---------- Selected passage
Personal information
- Full name: Léon Gabrial Schäfer
- Born: 13 June 1997 (age 29) Hanover, Germany
- Home town: Bremen, Germany
- Height: 1.84 m (6 ft 0 in)
- Weight: 78 kg (172 lb)

Sport
- Country: Germany
- Sport: Paralympic athletics
- Disability: Leg amputation due to bone cancer
- Disability class: T42, T63

Medal record
Men's para athletics
Representing Germany
Paralympic Games
| Silver medal – second place | 2020 Tokyo | Long jump T63 |
| Bronze medal – third place | 2020 Tokyo | 100 m T63 |
World Championships
| Gold medal – first place | 2017 London | 4x100m relay T42-47 |
| Gold medal – first place | 2019 Dubai | Long jump T63 |
| Gold medal – first place | 2023 Paris | Long jump T63 |
| Gold medal – first place | 2024 Kobe | Long jump T63 |
| Gold medal – first place | 2024 Kobe | 100m T63 |
| Silver medal – second place | 2019 Dubai | 100m T63 |
| Silver medal – second place | 2025 New Delhi | Long jump T63 |
| Bronze medal – third place | 2017 London | Long jump T42 |
| Bronze medal – third place | 2023 Paris | 100m T63 |

= Léon Schäfer =

German Paralympic athlete (born 1997)

Léon Gabrial Schäfer (born 13 June 1997) is a German Paralympic athlete who competes in mainly sprinting and long jump events at international level events and is a current world record holder in the men's long jump T63.
--------------------
---------- Information supplied
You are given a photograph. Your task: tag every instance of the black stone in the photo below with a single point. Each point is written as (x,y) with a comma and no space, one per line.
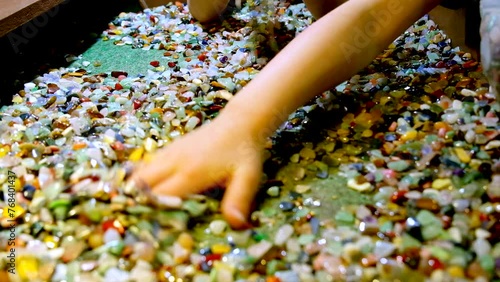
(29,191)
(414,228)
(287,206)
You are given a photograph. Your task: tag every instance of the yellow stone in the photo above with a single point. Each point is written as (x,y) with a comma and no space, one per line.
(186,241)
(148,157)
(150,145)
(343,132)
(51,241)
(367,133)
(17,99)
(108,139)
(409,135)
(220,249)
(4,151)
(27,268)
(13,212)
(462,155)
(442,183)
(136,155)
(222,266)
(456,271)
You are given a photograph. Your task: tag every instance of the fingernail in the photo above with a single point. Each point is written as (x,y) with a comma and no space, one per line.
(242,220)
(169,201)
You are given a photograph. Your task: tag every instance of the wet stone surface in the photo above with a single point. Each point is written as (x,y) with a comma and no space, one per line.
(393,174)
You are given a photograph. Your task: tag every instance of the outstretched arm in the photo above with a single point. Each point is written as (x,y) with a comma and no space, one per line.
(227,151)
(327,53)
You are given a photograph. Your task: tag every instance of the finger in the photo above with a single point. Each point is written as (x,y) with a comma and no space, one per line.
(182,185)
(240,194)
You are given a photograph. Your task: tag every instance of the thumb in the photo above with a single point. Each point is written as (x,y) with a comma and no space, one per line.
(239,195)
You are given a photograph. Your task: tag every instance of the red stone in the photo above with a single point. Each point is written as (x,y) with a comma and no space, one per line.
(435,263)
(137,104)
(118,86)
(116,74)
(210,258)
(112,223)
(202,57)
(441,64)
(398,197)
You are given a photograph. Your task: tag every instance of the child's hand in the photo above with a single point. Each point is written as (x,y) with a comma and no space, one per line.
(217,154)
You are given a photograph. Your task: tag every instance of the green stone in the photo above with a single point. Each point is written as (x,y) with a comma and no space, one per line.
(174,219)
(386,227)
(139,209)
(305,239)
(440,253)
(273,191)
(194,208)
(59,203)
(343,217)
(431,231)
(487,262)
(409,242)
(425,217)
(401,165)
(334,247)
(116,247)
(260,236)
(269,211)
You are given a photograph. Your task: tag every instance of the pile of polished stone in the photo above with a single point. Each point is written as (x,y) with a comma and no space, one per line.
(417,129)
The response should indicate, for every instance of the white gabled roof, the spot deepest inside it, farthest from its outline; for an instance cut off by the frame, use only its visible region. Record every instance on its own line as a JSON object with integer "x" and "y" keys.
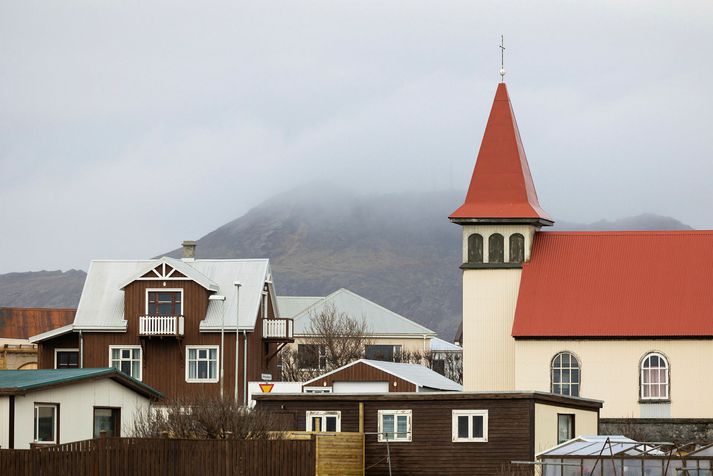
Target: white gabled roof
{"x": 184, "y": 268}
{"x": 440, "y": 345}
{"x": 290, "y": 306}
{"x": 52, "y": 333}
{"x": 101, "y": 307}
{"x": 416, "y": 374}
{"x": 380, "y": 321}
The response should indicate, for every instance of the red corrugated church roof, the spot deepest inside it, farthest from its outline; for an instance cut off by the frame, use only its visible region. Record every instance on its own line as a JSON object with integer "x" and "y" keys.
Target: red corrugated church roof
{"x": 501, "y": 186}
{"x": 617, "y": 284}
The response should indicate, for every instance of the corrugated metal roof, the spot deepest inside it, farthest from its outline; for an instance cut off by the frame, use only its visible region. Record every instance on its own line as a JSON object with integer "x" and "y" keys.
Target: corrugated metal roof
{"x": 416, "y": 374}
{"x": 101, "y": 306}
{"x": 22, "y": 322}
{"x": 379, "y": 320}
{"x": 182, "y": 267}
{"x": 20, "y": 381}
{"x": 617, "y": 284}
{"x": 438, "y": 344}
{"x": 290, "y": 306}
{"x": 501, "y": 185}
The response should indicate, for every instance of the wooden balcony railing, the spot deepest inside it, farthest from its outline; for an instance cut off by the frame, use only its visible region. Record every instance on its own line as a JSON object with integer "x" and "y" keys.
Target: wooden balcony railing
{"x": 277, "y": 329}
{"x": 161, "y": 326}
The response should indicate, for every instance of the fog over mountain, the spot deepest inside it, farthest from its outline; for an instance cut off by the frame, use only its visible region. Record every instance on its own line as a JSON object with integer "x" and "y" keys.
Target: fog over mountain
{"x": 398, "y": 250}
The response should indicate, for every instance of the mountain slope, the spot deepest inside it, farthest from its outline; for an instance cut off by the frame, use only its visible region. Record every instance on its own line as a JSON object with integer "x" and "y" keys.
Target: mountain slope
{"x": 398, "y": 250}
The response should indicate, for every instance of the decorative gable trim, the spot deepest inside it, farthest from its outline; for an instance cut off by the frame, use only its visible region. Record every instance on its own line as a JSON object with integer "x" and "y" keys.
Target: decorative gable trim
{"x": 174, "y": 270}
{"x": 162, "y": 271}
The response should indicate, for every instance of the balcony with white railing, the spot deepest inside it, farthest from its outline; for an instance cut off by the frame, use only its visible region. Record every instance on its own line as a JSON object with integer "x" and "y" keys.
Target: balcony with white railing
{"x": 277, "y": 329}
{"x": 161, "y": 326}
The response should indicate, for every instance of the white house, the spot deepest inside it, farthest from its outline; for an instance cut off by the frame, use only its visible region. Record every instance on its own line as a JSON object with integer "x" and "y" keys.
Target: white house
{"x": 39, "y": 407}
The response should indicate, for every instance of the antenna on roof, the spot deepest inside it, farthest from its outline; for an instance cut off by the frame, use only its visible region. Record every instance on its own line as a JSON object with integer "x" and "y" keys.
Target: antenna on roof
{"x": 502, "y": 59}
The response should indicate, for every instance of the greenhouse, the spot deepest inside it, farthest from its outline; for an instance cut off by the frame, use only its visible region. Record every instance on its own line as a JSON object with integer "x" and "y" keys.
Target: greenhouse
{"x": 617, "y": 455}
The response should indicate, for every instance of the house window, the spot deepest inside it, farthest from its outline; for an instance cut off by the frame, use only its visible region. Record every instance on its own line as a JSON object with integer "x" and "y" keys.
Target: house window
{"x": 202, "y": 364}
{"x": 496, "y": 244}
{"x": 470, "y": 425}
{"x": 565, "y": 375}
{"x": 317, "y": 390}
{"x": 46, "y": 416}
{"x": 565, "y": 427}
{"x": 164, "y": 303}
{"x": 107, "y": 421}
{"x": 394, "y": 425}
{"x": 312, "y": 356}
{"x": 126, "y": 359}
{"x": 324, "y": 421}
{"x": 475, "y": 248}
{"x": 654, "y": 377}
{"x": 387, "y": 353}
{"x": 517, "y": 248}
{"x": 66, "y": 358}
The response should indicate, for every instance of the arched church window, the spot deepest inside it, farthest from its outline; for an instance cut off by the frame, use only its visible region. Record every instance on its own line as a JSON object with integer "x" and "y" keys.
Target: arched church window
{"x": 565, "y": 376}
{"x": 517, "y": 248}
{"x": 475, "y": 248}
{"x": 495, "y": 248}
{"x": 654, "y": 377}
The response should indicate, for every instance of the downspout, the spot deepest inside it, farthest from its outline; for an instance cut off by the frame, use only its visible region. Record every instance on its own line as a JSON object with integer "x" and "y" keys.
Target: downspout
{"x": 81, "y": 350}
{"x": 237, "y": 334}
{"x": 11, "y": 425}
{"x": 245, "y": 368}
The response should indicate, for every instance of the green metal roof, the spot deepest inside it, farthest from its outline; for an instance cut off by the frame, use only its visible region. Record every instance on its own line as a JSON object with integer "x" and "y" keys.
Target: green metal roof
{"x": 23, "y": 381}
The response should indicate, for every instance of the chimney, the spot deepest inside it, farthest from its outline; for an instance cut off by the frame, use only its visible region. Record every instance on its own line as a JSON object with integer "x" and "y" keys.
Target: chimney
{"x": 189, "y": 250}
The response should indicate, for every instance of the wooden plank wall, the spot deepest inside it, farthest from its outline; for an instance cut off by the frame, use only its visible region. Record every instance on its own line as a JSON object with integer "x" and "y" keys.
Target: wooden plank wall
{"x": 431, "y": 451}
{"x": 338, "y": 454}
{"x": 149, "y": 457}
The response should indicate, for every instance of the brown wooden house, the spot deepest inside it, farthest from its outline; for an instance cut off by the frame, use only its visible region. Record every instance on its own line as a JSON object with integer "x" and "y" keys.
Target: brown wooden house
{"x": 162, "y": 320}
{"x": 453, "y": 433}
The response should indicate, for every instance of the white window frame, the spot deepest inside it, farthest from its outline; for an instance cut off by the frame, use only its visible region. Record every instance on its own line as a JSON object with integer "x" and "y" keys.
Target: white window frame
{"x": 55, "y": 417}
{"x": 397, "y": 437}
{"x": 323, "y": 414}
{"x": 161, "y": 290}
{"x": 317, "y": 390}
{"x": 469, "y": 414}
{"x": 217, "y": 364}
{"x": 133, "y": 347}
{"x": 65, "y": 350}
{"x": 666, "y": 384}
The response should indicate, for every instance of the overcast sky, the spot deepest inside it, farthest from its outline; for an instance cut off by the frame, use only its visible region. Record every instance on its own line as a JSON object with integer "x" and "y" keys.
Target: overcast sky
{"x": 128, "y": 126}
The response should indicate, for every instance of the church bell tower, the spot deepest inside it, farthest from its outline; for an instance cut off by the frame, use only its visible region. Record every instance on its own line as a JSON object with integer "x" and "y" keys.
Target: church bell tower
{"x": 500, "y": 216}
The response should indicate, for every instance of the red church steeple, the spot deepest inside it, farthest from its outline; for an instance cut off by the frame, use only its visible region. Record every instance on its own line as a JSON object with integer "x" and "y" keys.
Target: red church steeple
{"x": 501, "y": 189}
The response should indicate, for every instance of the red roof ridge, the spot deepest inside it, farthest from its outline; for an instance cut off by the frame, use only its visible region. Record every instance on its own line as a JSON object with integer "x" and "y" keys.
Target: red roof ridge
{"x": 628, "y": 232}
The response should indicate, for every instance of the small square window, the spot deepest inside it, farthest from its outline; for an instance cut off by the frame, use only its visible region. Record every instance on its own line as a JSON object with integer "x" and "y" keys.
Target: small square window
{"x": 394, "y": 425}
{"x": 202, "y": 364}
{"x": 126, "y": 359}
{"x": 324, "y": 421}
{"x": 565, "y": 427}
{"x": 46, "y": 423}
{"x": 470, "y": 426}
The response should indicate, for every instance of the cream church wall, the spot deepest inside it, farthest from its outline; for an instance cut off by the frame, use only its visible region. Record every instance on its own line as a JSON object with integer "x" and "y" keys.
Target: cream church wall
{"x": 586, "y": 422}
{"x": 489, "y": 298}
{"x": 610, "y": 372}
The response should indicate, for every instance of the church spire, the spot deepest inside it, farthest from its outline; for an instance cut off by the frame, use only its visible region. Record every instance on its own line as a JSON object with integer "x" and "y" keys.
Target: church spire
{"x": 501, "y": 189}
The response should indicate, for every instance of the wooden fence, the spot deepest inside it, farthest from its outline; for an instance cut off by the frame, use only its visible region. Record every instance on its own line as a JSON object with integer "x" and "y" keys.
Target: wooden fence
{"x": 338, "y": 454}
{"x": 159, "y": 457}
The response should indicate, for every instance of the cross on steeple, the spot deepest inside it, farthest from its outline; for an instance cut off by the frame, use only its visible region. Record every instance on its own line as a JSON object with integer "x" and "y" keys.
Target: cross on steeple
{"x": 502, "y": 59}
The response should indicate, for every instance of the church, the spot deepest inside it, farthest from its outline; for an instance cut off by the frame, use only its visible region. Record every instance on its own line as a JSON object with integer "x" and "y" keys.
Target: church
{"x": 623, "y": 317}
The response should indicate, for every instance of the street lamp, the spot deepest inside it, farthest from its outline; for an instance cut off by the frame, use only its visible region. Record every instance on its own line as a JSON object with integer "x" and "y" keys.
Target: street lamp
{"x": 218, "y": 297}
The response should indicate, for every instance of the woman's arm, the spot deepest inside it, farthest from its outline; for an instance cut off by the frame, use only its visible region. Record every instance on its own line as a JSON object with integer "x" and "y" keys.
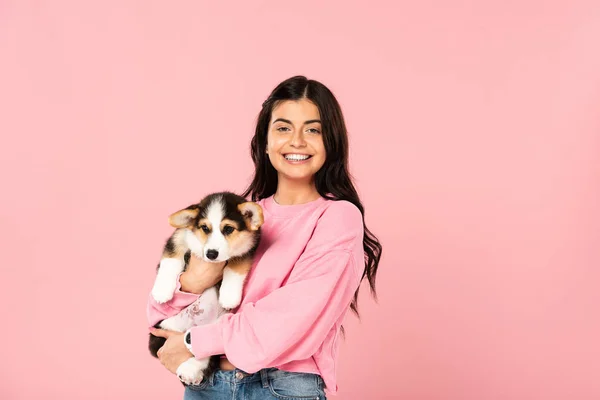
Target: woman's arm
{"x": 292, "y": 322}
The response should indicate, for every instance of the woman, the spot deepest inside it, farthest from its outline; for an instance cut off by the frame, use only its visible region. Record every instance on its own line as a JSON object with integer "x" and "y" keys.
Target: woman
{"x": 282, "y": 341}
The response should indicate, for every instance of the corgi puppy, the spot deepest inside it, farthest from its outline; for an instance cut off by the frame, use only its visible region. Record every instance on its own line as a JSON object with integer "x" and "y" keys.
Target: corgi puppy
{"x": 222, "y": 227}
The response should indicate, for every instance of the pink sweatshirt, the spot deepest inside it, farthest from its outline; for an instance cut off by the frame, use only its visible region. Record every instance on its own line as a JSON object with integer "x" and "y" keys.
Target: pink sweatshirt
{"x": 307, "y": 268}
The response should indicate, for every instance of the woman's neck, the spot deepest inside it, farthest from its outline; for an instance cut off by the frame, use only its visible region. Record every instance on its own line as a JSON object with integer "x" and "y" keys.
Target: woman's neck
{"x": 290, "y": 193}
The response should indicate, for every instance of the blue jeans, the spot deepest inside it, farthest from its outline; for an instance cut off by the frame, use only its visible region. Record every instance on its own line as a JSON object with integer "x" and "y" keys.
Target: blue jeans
--------------------
Tasks and exercises —
A. Using the Léon Schäfer profile, decide whether each statement agrees with it: (i) Schäfer was born in Bremen; (ii) his disability resulted from bone cancer; (iii) he holds the world record in the men's long jump T63. For each one, answer yes or no and quote the profile's deciding words.
B. Write the next part of the Léon Schäfer profile, starting after its final sentence.

Results for each task —
A.
(i) No: "Born: 13 June 1997 (age 29) Hanover, Germany"
(ii) Yes: "Leg amputation due to bone cancer"
(iii) Yes: "is a current world record holder in the men's long jump T63"

B.
==Career==
He has represented Germany at the 2016 Summer Paralympics. He finished in fourth place at the men's long jump T42. He represented Germany at the 2020 Summer Paralympics in Tokyo, Japan. In the long jump he won a silver medal. In the 100 metres he shared a bronze medal with Jonnie Peacock.

==Personal life==
When Schäfer was twelve years old, he went ice skating and fell and skidded along the ice. He noticed that a bump was visible on his right leg that he injured after his fall on ice, he went to see a doctor and got a biopsy of his shin bone and two months later, it was revealed that he had malignant bone cancer. After the diagnosis, he started chemotherapy and they operated on the affected bone part of his shin and inserted an iron rod but his foot didn't accept the rod and it developed gangrene and he ended up having part of his right leg to be amputated.